ЗАДАНИЯ →
1. Кем был Федин в молодости, согласно тексту о Федине?
2. Продолжите текст о Федине, начав сразу после его последнего предложения.

ТЕКСТ ДЛЯ ЧТЕНИЯ →
※ ※ ※

Федин среди нас
Он был наделен природным артистизмом.
Я это не связываю с тем, что Федин – в молодости – актер. Артистизм естества. Изящество. Внутренняя пластика. Наблюдать за ним со стороны было интересно. Лицо, меняющее выражение ежеминутно, еще чаще. Оттенки этих перемен неуследимы, как тени облаков.
Бывали мгновенья, когда глаза его так сияли, что, казалось, они омыты слезами. Слезами радости или слезами горя. Возможно, и радости, и горя одновременно. Бывает ли такое? Бывает, потому что это жизнь, ее проявление. А он был чуток к впечатлениям бытия. Вбирая их в себя, пробовал пережитое на слово, как пробуют на вкус, на зубок. Не торопился с выводами. Наблюдал. Психолог, аналитик и стилист вели в его душе одновременную работу. Эта работа требовала постоянного внимания и сосредоточенности, иными словами – одиночества. Давнишний читатель Константина Александровича Федина, я и представлял его одиноким тружеником, склонившимся над рукописью, иногда отрывавшим от нее взгляд и обращавшим его в окно, на зелень деревьев, на небо.

※ ※ ※

[Строки из набора данных с указанием точек]

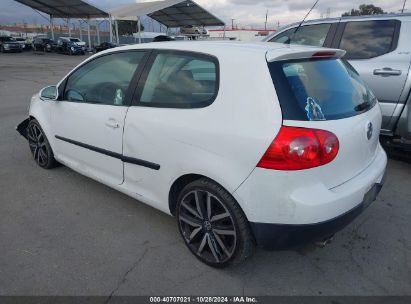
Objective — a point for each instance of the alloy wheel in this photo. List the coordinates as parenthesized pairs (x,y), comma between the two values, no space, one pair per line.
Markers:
(207,227)
(38,145)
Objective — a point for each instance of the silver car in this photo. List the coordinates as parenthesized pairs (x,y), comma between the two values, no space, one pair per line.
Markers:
(379,48)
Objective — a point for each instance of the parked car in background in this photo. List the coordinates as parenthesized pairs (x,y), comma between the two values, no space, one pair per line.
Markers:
(189,129)
(43,44)
(9,44)
(23,42)
(104,46)
(66,46)
(193,30)
(77,41)
(379,48)
(161,38)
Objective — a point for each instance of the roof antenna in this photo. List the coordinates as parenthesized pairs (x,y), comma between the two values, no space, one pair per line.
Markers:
(301,23)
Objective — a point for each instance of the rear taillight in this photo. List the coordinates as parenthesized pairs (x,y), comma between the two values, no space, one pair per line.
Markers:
(300,148)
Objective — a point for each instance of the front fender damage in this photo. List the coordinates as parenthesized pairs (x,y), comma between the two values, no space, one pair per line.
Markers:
(22,127)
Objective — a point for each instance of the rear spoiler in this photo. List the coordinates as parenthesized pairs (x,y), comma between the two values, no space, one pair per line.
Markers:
(315,53)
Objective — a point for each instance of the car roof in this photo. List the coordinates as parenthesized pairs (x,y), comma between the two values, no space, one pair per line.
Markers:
(402,16)
(218,48)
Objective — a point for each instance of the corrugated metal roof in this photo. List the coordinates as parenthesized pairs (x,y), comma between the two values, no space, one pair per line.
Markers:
(66,8)
(171,13)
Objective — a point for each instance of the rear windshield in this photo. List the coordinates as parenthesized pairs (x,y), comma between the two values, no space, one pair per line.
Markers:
(322,89)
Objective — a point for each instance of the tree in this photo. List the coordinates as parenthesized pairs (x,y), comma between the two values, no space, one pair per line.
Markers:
(365,9)
(126,27)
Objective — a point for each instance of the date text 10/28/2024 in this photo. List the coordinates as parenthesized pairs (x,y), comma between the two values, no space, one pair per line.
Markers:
(239,299)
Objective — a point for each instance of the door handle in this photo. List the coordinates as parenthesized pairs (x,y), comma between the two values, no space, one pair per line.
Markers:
(112,124)
(385,72)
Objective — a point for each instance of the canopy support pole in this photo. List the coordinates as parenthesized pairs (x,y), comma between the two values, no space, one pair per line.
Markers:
(117,36)
(81,29)
(110,21)
(88,33)
(52,27)
(98,32)
(139,29)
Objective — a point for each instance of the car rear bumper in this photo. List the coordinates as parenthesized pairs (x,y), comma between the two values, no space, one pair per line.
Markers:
(278,236)
(290,207)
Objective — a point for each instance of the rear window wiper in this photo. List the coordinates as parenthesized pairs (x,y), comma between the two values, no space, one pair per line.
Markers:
(364,106)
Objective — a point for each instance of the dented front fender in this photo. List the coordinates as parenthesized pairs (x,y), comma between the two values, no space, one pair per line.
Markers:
(22,127)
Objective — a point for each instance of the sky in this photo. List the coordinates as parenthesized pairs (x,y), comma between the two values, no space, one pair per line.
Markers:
(245,12)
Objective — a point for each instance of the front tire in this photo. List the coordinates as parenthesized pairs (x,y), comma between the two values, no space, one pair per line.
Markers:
(212,224)
(39,146)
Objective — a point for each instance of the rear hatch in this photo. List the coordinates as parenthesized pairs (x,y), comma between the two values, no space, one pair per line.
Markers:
(325,92)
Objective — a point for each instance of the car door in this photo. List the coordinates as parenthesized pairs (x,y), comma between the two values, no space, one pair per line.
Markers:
(375,51)
(173,90)
(88,119)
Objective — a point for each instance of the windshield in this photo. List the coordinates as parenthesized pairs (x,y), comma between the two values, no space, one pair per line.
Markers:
(320,89)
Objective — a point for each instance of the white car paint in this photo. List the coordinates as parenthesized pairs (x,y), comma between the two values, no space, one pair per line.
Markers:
(223,141)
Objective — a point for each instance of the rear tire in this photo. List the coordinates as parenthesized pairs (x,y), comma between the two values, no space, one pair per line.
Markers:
(212,224)
(39,146)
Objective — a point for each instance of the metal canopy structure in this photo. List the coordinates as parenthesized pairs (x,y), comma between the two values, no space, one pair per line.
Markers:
(171,13)
(66,8)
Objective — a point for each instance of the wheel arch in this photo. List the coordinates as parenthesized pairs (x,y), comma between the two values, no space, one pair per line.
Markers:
(183,181)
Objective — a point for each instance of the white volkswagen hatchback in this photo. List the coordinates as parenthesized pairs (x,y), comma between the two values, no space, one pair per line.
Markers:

※ ※ ※

ОТВЕТЫ →
1. В молодости Федин был актером.

2.
Задолго до личного знакомства я создал для себя его облик по фотографиям, по портретам Г. С. Верейского (1927 и 1940 годов), которым верю, а больше всего по сочинениям писателя, прочитанным еще в годы молодости в таком, если не ошибаюсь, порядке: «Сад», «Анна Тимофевна», «Пустырь», «Города и годы», «Трансвааль», «Братья», «Похищение Европы», «Санаторий «Арктур»…
До личного знакомства я увидел Федина выступающим. Чувствовалось, что он не рвался к трибуне. Более того, я ощущал, что он томится уходом от стола, где лежала прерванной и просила о продолжении новая работа. Я этого не знал наверняка, но ощущение меня не обманывало. Это можно было понять по жестам, когда Федин сидел в президиуме, по нетерпению, с которым он старался разжечь трубку, а она не зажигалась, по внезапно-нервическим поворотам головы, по легкому постукиванию кончиков пальцев по столу, по тому, как он брал в руки перо, отстегивал или застегивал без надобности пуговицу на пиджаке.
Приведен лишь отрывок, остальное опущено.